Reproduce the stretch of the listing from the line containing "116, row 197." through the end of the listing, line for line. Leave the pictures out of your answer.

[Dataset items]:
>> BEGIN

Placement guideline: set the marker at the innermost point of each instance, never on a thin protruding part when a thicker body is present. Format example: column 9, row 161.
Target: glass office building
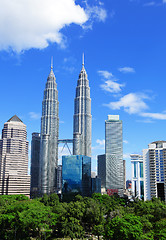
column 154, row 159
column 110, row 165
column 76, row 174
column 137, row 175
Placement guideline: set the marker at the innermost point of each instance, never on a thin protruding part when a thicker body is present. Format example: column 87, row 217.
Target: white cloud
column 126, row 70
column 149, row 4
column 94, row 13
column 126, row 155
column 132, row 103
column 159, row 116
column 110, row 84
column 36, row 23
column 34, row 115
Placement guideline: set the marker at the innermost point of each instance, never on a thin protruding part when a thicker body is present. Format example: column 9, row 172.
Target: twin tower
column 48, row 162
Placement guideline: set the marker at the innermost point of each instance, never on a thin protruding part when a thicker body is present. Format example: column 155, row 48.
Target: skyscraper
column 82, row 116
column 49, row 137
column 14, row 178
column 35, row 154
column 110, row 165
column 154, row 159
column 137, row 175
column 76, row 174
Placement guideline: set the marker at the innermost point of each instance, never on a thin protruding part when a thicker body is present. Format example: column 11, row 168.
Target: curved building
column 82, row 116
column 49, row 137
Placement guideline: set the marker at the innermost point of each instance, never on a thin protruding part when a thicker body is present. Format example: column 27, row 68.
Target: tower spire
column 51, row 62
column 83, row 59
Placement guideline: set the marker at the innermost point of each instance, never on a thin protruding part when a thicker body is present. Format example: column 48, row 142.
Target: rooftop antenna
column 83, row 59
column 51, row 62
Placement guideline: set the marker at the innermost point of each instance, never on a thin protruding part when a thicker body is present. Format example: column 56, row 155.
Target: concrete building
column 124, row 174
column 76, row 175
column 35, row 153
column 110, row 164
column 154, row 159
column 82, row 116
column 49, row 137
column 137, row 175
column 96, row 185
column 14, row 178
column 59, row 179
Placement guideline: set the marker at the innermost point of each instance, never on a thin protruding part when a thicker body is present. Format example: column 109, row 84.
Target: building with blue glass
column 137, row 175
column 76, row 175
column 35, row 154
column 154, row 159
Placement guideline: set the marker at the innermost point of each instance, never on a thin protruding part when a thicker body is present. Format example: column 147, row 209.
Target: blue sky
column 124, row 42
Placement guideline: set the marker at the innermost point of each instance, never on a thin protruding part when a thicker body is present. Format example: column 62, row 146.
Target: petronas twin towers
column 50, row 128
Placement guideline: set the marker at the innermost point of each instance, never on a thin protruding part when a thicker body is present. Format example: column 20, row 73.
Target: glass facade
column 141, row 170
column 114, row 154
column 135, row 169
column 76, row 174
column 142, row 189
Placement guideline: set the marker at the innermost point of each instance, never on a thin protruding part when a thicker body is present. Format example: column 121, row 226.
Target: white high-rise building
column 110, row 165
column 154, row 159
column 48, row 162
column 137, row 175
column 82, row 116
column 14, row 178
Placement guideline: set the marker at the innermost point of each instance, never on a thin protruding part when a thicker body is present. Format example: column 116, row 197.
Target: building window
column 142, row 189
column 135, row 169
column 141, row 170
column 135, row 188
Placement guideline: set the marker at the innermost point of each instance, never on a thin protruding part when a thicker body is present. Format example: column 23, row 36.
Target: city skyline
column 124, row 46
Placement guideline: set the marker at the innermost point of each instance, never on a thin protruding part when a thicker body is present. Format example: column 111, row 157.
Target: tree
column 127, row 227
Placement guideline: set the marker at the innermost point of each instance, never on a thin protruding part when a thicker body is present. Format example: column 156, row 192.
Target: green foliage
column 128, row 227
column 108, row 217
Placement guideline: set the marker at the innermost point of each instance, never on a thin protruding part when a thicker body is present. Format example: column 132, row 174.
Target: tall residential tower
column 110, row 165
column 82, row 116
column 14, row 178
column 49, row 137
column 154, row 159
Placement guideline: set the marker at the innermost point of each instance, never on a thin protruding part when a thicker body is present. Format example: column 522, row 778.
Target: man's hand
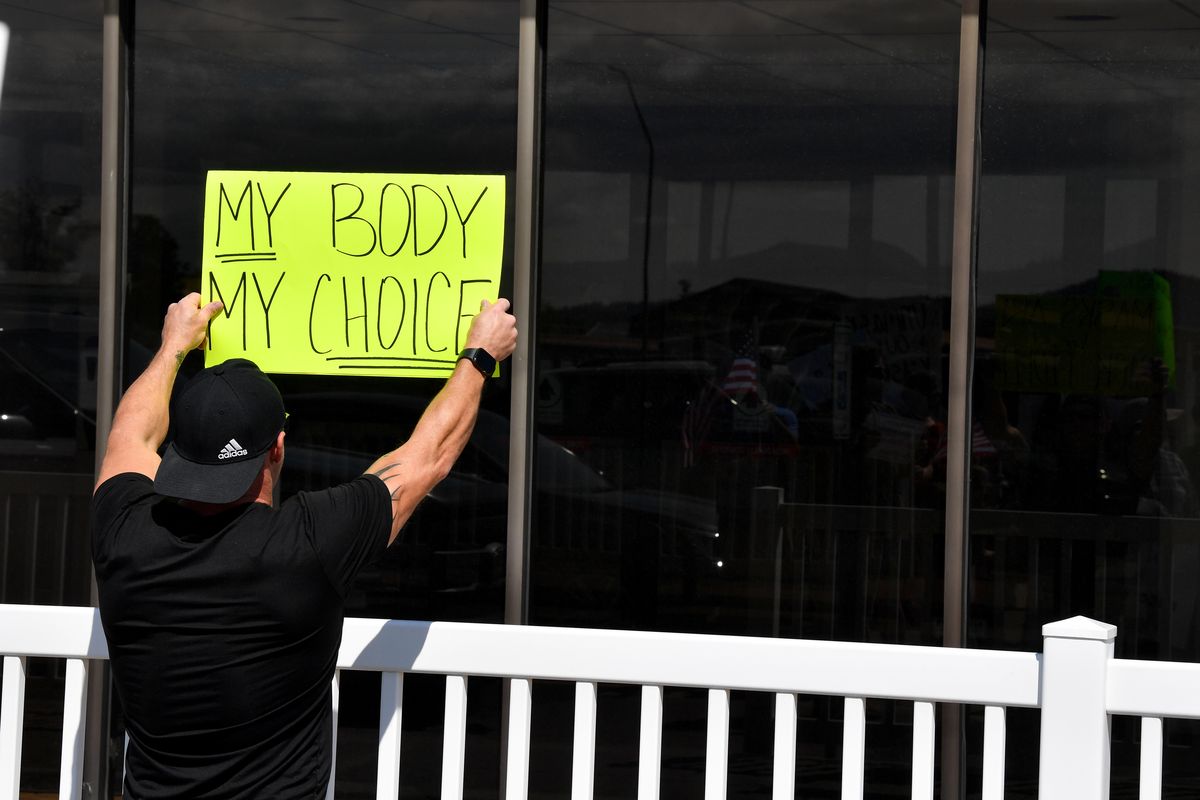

>> END

[Written answer]:
Placement guideline: set the marker at the innermost point of each instance, never on a thin protruding part when a thicker body is present. Format example: column 116, row 197.
Target: building window
column 142, row 189
column 135, row 169
column 141, row 170
column 135, row 188
Placement guideline: set the marker at the innermost point of each instance, never on a thin protruding part when a thicker body is present. Format example: column 23, row 36.
Target: city skyline
column 124, row 46
Placement guideline: set the marker at the innermost point of each instance, never on a thin protruding part when a thicker body is present. Format example: column 111, row 157.
Target: tree
column 127, row 227
Placement guideline: set the marker at the innermost point of each instance, never on a thin protruding part when a thicker body is present. Format example: column 156, row 192.
Target: green foliage
column 128, row 227
column 108, row 217
Placement guideline: set the marker at the innermost point of each instance, never on a thin protruding part when a thicker body is present. Format example: column 132, row 174.
Target: tall residential tower
column 110, row 165
column 82, row 116
column 14, row 178
column 49, row 137
column 154, row 159
Placement guideline: set the marker at the innermost point of each instance, never on a thin protruding part when a thicker body is present. Format example: column 522, row 778.
Target: man's hand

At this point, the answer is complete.